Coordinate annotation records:
-*-

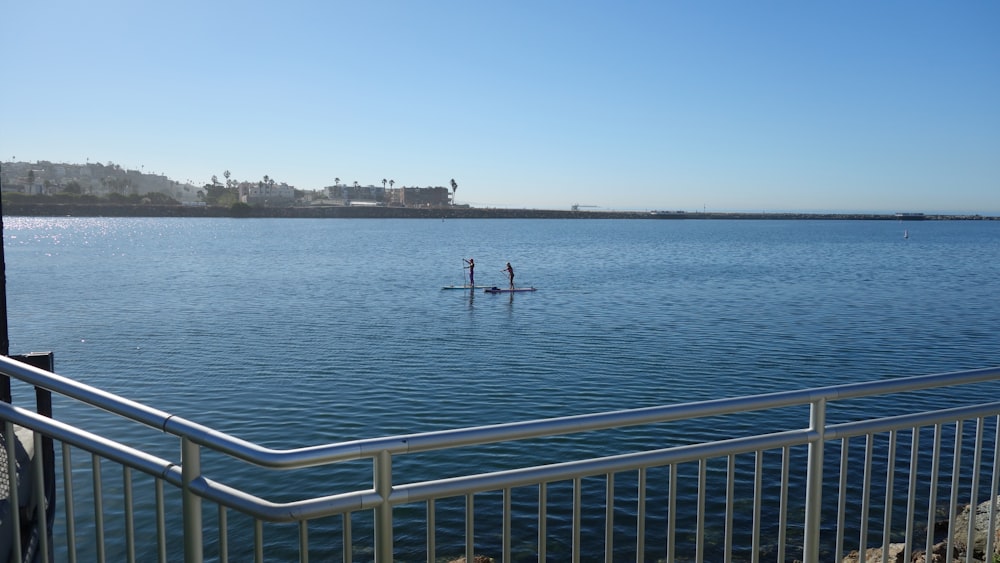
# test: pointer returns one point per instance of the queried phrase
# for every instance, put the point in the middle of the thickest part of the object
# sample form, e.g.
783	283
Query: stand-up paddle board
508	290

-*-

Given instruction: Present every line of the records above as a Markdown table with the columns No. and Line, numbering the rows and skipping blank lines. Omit the pictures.

Solution to this problem:
| No. | Line |
|---|---|
| 1 | # test: pointer returns one point per instance of the queried phrase |
| 2 | # for every instance, put the point in the middle of the thickest part of the object |
| 3 | # sample form, e.g. |
| 4 | 783	283 |
| 5 | Query: stand-up paddle board |
| 6 | 508	290 |